### Extrait fourni
-*-*-
On s’attendrait à ce que l’origine du mot soit aussi lumineuse que la signification qui en est induite. Or, il n’en est rien. En latin, l’adjectif limpidus et la limpiditas, qui en est issue, sont des vocables peu fréquents et tardifs, et ils prêtent à méfiance dans l’histoire de la langue française dès le XIVe siècle. Faute d’une étymologie limpide, on invoque, sans aucune certitude, une obscure origine osco-ombrienne, d’une langue parlée dans la région centrale de la péninsule italienne, avant l’implantation des Latins.
Le rapprochement avec la lumière, *lux, lumen, logique au regard de la signification, est inapproprié au regard de la phonétique.
L’idée est celle de la transparence, d’une pureté sans équivoque. Et le concept fera florès dans le monde hispanique, dès le XVe siècle, avec l’exigence de limpieza de sangre. On doit pouvoir prouver qu’on n’est pas issu d’un métissage qui altèrerait la « pureté » d’une union, en mêlant les sangs, chrétien honorable d’un côté, juif ou musulman d’autre part. Haro sur le marrane ou le morisque, ces conversos qui ne seraient que des chrétiens de façade !
-*-*-
### Extraits de données
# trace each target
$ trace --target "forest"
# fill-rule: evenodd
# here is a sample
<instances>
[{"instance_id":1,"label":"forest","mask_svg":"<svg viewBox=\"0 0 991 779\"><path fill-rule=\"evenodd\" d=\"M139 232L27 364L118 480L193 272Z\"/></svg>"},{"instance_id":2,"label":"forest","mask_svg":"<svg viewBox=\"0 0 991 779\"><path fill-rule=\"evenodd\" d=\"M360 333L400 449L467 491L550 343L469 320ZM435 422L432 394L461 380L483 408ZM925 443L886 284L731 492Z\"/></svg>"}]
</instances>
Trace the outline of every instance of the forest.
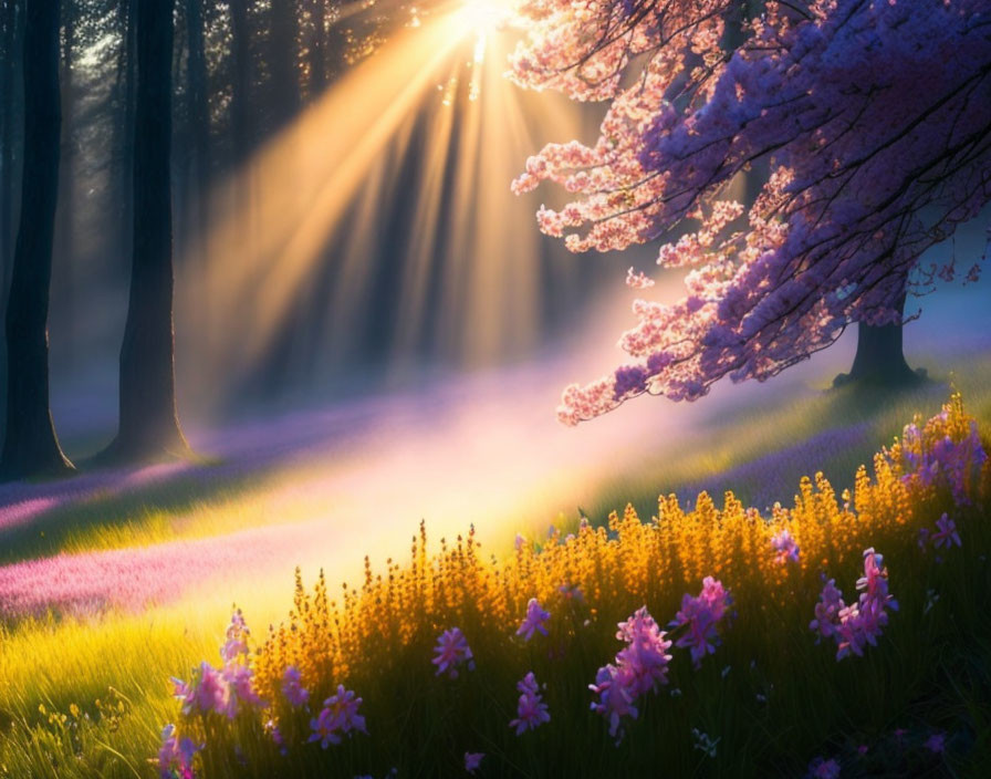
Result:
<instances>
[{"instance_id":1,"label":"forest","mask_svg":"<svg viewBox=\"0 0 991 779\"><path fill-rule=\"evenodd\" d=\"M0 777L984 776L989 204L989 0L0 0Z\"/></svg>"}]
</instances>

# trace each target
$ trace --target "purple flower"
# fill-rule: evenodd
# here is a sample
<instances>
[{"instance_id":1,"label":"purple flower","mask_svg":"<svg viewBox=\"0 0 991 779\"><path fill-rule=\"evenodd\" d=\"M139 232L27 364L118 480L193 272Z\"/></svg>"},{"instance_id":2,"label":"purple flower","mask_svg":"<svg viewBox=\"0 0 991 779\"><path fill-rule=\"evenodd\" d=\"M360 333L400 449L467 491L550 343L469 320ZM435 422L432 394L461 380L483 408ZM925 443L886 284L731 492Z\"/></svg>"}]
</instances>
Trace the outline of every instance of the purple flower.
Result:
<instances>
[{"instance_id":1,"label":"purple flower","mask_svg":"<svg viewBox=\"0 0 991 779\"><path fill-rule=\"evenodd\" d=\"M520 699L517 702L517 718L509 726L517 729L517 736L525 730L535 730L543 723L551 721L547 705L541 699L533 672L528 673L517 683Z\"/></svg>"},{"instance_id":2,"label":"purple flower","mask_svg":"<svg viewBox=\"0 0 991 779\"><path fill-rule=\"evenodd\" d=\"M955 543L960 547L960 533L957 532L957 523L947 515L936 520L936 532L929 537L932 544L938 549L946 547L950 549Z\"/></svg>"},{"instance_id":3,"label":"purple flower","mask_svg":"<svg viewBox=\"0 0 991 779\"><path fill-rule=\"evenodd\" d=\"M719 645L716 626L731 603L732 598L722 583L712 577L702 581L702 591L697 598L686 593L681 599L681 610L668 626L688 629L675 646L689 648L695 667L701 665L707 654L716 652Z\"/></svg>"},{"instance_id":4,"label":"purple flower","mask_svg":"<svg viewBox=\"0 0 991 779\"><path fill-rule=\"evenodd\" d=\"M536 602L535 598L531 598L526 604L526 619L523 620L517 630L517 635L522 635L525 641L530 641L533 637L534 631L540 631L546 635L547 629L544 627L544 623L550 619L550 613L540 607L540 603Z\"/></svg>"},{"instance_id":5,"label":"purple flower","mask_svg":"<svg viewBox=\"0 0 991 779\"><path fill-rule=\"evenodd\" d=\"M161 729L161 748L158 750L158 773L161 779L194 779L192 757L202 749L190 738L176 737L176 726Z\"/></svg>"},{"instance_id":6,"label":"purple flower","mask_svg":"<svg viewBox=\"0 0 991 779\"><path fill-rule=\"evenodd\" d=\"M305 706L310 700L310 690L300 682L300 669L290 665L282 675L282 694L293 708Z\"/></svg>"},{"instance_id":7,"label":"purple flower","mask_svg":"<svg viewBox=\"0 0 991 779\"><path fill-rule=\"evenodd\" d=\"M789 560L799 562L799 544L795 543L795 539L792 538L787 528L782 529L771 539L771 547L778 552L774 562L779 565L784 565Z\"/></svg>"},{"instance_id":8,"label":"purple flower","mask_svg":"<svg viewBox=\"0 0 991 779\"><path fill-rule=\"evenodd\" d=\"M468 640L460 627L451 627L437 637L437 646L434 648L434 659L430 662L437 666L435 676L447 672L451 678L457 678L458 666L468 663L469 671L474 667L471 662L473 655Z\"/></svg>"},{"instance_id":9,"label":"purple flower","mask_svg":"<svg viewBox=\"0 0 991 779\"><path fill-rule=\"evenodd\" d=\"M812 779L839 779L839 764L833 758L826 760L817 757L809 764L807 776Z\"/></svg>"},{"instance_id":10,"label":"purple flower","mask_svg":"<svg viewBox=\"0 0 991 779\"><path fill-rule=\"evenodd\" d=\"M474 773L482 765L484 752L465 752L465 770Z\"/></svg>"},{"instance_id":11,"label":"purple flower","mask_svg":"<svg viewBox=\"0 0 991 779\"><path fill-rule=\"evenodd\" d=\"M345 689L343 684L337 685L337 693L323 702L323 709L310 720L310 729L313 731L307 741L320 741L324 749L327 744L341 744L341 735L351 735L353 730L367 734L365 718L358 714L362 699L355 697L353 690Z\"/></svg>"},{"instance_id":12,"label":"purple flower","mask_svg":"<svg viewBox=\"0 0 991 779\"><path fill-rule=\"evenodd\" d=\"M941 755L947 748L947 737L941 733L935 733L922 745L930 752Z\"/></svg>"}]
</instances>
-*-*-
### Consignes
a) Répondez aux questions suivantes à partir de l'extrait sur l'origine de limpidus.
(i) Dès quel siècle les vocables latins limpidus et limpiditas prêtent-ils à méfiance dans l'histoire de la langue française ?
(ii) Au regard de quoi le rapprochement avec la lumière est-il jugé inapproprié ?
(iii) Dans quel monde le concept fera-t-il florès dès le XVe siècle ?
b) Recopiez mot pour mot le passage de l'extrait sur l'origine de limpidus, en commençant par « On s’attendrait à » et en allant jusqu'à « de la phonétique. ».
c) Reprenez l'extrait sur l'origine de limpidus à partir de l'endroit où il s'arrête.

### Corrigé des exercices
a)
(i) Dès le XIVe siècle.
(ii) Au regard de la phonétique.
(iii) Dans le monde hispanique.

b)
On s’attendrait à ce que l’origine du mot soit aussi lumineuse que la signification qui en est induite. Or, il n’en est rien. En latin, l’adjectif limpidus et la limpiditas, qui en est issue, sont des vocables peu fréquents et tardifs, et ils prêtent à méfiance dans l’histoire de la langue française dès le XIVe siècle. Faute d’une étymologie limpide, on invoque, sans aucune certitude, une obscure origine osco-ombrienne, d’une langue parlée dans la région centrale de la péninsule italienne, avant l’implantation des Latins.
Le rapprochement avec la lumière, *lux, lumen, logique au regard de la signification, est inapproprié au regard de la phonétique.

c)
Cette triste persécution a trouvé des échos sinistres dans l’époque nazie !
Ce qui est intéressant dans cette revendication à la limpidité, c’est l’absurdité de penser qu’on puisse être pur, exempt de toute corruption. Alors que tout individu est, par essence, le produit d’un mélange, d’une mixité. Et on sait combien les sociétés hermétiquement closes sur elles-mêmes, endogamiques, produisent immanquablement des monstres physiologiques et des comportements monstrueux.
Pourquoi interdire à quiconque de revendiquer sa part d’ombre, son ambivalence, son ambiguïté, ce qui le rend singulier, non conforme au pluriel ambiant. Il en va de la fertilité, du renouvellement, de la richesse des relations et des sociétés.
Le regard limpide serait-il gage d’innocence ? Rien de moins assuré…
D’ailleurs, sans obscurité, la lumière est-elle envisageable ?
Annick DROGOU
La limpidité contre tout ce qui est turbide et altéré. La limpidité comme un idéal ou bien comme un fantasme de pureté, en défense de tout ce qui nous trouble ? Que dit de nous ce désir d’une eau limpide, vive comme un torrent de montagne, ou notre paresse à l’écoute d’un raisonnement limpide dans son apparente logique ? Besoin de désencombrement ou peur de la complexité ? C’est assurément toute notre ambivalence dans ce questionnement si peu limpide.
La vie bouillonne aussi comme le torrent , mais il sera bien difficile d’en faire la lecture limpide. Faut-il aimer ce qui est limpide ? C’est la lumière qu’il faut aimer quand elle se reflète dans les eaux bouillonnantes de nos jours, chargées de nos soucis, l’aimer et laisser cette eau reposer, décanter.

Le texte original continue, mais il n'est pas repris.